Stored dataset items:
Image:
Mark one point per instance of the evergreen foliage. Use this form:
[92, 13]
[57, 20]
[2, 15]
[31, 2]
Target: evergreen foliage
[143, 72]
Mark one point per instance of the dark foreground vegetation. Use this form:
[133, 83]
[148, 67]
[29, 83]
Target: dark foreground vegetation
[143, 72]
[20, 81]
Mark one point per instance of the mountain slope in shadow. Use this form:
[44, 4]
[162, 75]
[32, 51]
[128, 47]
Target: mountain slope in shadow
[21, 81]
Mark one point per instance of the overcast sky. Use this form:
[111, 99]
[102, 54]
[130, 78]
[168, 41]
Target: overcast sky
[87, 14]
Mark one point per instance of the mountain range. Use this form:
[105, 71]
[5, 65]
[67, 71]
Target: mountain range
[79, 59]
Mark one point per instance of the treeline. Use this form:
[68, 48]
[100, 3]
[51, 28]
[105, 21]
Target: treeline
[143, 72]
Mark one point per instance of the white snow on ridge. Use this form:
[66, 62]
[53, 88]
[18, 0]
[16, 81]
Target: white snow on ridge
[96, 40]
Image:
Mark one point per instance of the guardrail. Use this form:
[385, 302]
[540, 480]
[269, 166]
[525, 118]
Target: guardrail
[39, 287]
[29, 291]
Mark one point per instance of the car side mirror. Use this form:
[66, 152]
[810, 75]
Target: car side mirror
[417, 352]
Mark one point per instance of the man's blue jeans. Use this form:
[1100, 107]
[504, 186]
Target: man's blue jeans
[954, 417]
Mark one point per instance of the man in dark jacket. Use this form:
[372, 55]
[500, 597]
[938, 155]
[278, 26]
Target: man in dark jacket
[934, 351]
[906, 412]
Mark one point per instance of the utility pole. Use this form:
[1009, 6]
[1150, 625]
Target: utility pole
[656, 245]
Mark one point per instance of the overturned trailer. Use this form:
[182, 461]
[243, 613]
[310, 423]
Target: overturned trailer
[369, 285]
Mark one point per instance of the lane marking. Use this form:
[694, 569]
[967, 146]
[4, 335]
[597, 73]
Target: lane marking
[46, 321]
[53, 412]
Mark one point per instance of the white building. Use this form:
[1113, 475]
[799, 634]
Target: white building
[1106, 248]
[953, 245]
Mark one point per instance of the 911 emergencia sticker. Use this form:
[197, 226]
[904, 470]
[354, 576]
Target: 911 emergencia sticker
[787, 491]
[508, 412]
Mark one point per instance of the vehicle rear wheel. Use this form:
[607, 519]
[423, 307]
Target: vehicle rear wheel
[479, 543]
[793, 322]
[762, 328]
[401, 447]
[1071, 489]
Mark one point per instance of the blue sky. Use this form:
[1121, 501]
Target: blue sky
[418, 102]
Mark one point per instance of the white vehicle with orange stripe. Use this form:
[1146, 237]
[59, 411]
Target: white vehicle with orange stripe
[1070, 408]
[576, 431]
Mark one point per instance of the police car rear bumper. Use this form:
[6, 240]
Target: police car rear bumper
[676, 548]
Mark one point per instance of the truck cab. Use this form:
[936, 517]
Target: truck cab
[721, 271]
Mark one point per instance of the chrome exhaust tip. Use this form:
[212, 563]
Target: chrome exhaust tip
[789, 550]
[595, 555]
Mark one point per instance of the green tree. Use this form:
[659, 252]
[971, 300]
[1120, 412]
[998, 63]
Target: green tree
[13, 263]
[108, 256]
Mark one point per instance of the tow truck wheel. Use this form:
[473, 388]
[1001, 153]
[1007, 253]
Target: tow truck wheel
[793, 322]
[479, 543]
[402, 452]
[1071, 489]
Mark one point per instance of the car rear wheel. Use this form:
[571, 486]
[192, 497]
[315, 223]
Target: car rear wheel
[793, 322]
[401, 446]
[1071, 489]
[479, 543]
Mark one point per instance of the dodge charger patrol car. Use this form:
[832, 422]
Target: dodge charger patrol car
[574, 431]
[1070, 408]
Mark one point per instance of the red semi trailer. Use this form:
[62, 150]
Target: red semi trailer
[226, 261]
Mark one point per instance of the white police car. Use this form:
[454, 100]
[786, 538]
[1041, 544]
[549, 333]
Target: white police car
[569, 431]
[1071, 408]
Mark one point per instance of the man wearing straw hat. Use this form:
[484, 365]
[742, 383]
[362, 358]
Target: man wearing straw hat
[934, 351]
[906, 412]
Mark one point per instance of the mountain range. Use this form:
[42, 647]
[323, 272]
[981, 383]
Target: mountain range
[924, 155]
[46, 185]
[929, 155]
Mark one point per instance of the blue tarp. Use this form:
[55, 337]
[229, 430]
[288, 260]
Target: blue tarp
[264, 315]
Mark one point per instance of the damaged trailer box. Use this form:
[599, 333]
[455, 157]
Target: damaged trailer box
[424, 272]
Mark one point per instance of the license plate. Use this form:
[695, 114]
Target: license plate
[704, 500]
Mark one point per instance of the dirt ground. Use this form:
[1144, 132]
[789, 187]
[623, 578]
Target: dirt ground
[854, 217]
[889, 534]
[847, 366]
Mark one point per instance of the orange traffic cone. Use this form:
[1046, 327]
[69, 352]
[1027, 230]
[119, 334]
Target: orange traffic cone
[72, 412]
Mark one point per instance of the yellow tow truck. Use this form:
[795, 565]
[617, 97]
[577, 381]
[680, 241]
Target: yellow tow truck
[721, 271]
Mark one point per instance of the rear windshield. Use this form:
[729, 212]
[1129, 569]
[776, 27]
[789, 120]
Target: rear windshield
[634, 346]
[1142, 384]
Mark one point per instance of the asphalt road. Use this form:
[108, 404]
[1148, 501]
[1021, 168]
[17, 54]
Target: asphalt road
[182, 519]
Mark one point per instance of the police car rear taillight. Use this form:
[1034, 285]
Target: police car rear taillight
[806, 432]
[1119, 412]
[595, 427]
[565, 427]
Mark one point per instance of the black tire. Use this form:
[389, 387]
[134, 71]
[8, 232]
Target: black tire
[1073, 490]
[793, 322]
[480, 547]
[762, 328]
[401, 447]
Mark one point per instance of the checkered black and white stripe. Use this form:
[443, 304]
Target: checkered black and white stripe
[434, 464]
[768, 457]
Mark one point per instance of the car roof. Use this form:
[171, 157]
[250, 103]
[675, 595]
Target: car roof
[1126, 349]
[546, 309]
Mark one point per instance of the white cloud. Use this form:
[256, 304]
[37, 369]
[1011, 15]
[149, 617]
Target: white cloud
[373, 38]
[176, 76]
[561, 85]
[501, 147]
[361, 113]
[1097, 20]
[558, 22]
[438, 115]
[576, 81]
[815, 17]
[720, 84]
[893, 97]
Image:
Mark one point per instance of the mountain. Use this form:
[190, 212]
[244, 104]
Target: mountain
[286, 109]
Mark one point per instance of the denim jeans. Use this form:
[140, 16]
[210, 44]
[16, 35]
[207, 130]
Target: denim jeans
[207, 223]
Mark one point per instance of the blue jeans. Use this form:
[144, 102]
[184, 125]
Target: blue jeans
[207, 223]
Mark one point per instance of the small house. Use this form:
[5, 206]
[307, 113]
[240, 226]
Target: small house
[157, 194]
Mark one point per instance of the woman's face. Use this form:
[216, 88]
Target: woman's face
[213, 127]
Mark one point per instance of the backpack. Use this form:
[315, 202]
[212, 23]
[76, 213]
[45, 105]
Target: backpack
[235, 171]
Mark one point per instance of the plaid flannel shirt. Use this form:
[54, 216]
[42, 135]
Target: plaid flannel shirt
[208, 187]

#### [GOAL]
Set down the material above again, word for word.

#### [TASK SOLUTION]
Image:
Mark one point per instance of the evergreen foliage. Use this form:
[92, 13]
[57, 20]
[2, 15]
[31, 2]
Target: evergreen foliage
[143, 72]
Mark one point per instance of the dark foreground vegetation. Use this form:
[133, 83]
[148, 67]
[29, 83]
Target: dark foreground vegetation
[143, 72]
[20, 81]
Mark one point per instance of the mountain slope in shadow. Use this form:
[44, 4]
[162, 75]
[32, 51]
[128, 47]
Target: mountain slope in shadow
[21, 81]
Mark one point per instance of the overcast sky. Use this form:
[111, 99]
[102, 54]
[130, 78]
[168, 41]
Target: overcast sky
[87, 14]
Mark one point per instance of the mountain range. Use this form:
[105, 71]
[5, 65]
[67, 71]
Target: mountain range
[79, 59]
Mark one point per instance of the treeline. Use this form:
[68, 48]
[100, 3]
[51, 28]
[105, 21]
Target: treeline
[143, 72]
Mark one point per instance of the white snow on ridge. Use this form:
[66, 62]
[53, 88]
[18, 0]
[16, 81]
Target: white snow on ridge
[96, 40]
Image:
Mark one point per instance of the guardrail. Use this form:
[385, 302]
[540, 480]
[269, 166]
[525, 118]
Target: guardrail
[39, 287]
[29, 291]
Mark one point per instance of the car side mirror. Use this form:
[66, 152]
[810, 75]
Target: car side mirror
[417, 352]
Mark one point per instance of the man's blue jeans. Use this form:
[1100, 107]
[504, 186]
Target: man's blue jeans
[954, 417]
Mark one point per instance of the man in dark jacket. Use this form:
[372, 55]
[500, 597]
[938, 155]
[278, 26]
Target: man in dark jacket
[934, 351]
[906, 412]
Mark one point per instance of the utility pole. Use this form:
[1009, 6]
[1150, 625]
Target: utility pole
[656, 245]
Mark one point per instance of the overturned trailer. Use this form:
[182, 461]
[243, 613]
[310, 423]
Target: overturned trailer
[369, 285]
Mark one point per instance of the lane marking. Use this form:
[694, 569]
[967, 146]
[4, 335]
[597, 73]
Target: lane marking
[46, 321]
[53, 412]
Mark one point per instance of the white building. Use this form:
[1113, 475]
[799, 634]
Target: white building
[1106, 248]
[953, 245]
Mark one point per instance of the 911 emergencia sticker. Use this form:
[197, 226]
[904, 470]
[354, 576]
Target: 911 emergencia sticker
[787, 491]
[508, 412]
Mark one point per instance of the vehicle rear wheel. Use this form:
[607, 519]
[423, 307]
Target: vehicle rear wheel
[479, 543]
[793, 322]
[762, 328]
[401, 447]
[1071, 489]
Mark one point per instance of the blue sky. Use this form:
[1121, 501]
Target: blue sky
[418, 102]
Mark one point per instance of the white vehicle with orange stripe. Use this form:
[1146, 237]
[59, 411]
Target: white vehicle with orange stripe
[1070, 408]
[576, 431]
Mark one point per instance of the police car rear bumper. Use this form:
[6, 240]
Target: police car rear bumper
[676, 548]
Mark one point per instance of the truck cab. Use this form:
[936, 517]
Target: truck cab
[721, 271]
Mark one point per instance of the chrome exhaust tip. Use this form:
[212, 563]
Target: chrome exhaust tip
[789, 550]
[595, 555]
Mark one point per instance of the green tree. Use this form:
[659, 252]
[971, 300]
[1120, 412]
[998, 63]
Target: green tree
[13, 263]
[108, 256]
Mark one point per instance of the tow truck wheel. Use this form:
[473, 388]
[1001, 153]
[1007, 253]
Target: tow truck wheel
[793, 322]
[479, 543]
[402, 452]
[1071, 489]
Mark one point per instance of the car rear wheel. Use this form:
[571, 486]
[192, 497]
[315, 223]
Target: car rear wheel
[793, 322]
[401, 446]
[1071, 489]
[479, 543]
Mark one point per instance of the dodge charger patrol car. Use this form:
[832, 422]
Target: dodge charger patrol car
[574, 431]
[1070, 408]
Mark one point per instance of the red semi trailer. Use this form:
[62, 150]
Target: red semi trailer
[226, 261]
Mark one point per instance of the white police car. Use this form:
[454, 100]
[786, 538]
[1041, 544]
[549, 333]
Target: white police car
[569, 431]
[1071, 408]
Mark one point per instance of the man wearing straw hat. Use this form:
[484, 365]
[742, 383]
[362, 358]
Target: man wearing straw hat
[934, 351]
[906, 412]
Mark one point per instance of the mountain range. Use this form:
[42, 647]
[323, 272]
[981, 383]
Target: mountain range
[924, 155]
[46, 185]
[929, 155]
Mark one point per instance of the blue tarp. Use this form:
[55, 337]
[229, 430]
[288, 260]
Target: blue tarp
[264, 315]
Mark one point per instance of the damaged trailer box. Use this form:
[599, 333]
[455, 157]
Target: damaged trailer box
[424, 272]
Mark one point per instance of the license plate. Use this form:
[695, 114]
Target: license plate
[704, 500]
Mark one point per instance of the dirt ground. Use this form:
[1144, 132]
[789, 187]
[623, 578]
Target: dirt ground
[854, 217]
[889, 534]
[847, 366]
Mark one point per instance of the orange traffic cone. Use this form:
[1046, 327]
[69, 352]
[1027, 230]
[119, 334]
Target: orange traffic cone
[72, 412]
Mark one point per instance of the yellow tow truck. Use this form:
[795, 565]
[617, 97]
[577, 381]
[680, 241]
Target: yellow tow truck
[721, 271]
Mark one point per instance of the rear windshield. Use this form:
[729, 212]
[1129, 569]
[776, 27]
[789, 120]
Target: rear windshield
[634, 346]
[1142, 384]
Mark one point per instance of the asphalt road. Use this form:
[108, 404]
[1148, 501]
[1021, 168]
[17, 54]
Target: asphalt road
[182, 519]
Mark one point per instance of the police car rear taillight. Use this form:
[1034, 285]
Target: police car rear taillight
[806, 432]
[1119, 412]
[595, 427]
[565, 427]
Mark one point per instance of the black tire. Use this form:
[389, 387]
[134, 71]
[8, 232]
Target: black tire
[1073, 490]
[793, 322]
[480, 547]
[762, 328]
[401, 447]
Mark one point per instance of the checkered black and white stripe. Use this form:
[443, 304]
Target: checkered black and white stripe
[434, 464]
[768, 457]
Mark one point per instance of the car roof. Use this form:
[171, 157]
[250, 103]
[675, 595]
Target: car roof
[1126, 349]
[546, 309]
Mark one point per instance of the white cloud. Use this form:
[256, 304]
[37, 369]
[1011, 15]
[149, 617]
Target: white cloud
[373, 38]
[176, 76]
[561, 85]
[501, 147]
[361, 113]
[1097, 20]
[558, 22]
[438, 115]
[576, 81]
[815, 17]
[720, 84]
[893, 97]
Image:
Mark one point per instance of the mountain. Use this form:
[190, 212]
[244, 104]
Target: mountain
[286, 109]
Mark one point per instance of the denim jeans. Use this form:
[140, 16]
[210, 44]
[16, 35]
[207, 130]
Target: denim jeans
[207, 223]
Mark one point per instance of the blue jeans. Use this form:
[144, 102]
[184, 125]
Target: blue jeans
[207, 223]
Mark one point per instance of the small house. Use this form:
[5, 206]
[307, 113]
[240, 226]
Target: small house
[157, 194]
Mark one point per instance of the woman's face. Use this form:
[216, 88]
Target: woman's face
[213, 127]
Mark one point per instance of the backpack. Use this form:
[315, 202]
[212, 23]
[76, 213]
[45, 105]
Target: backpack
[235, 171]
Mark one point per instance of the plaid flannel shirt. Use this form:
[54, 216]
[42, 135]
Target: plaid flannel shirt
[208, 187]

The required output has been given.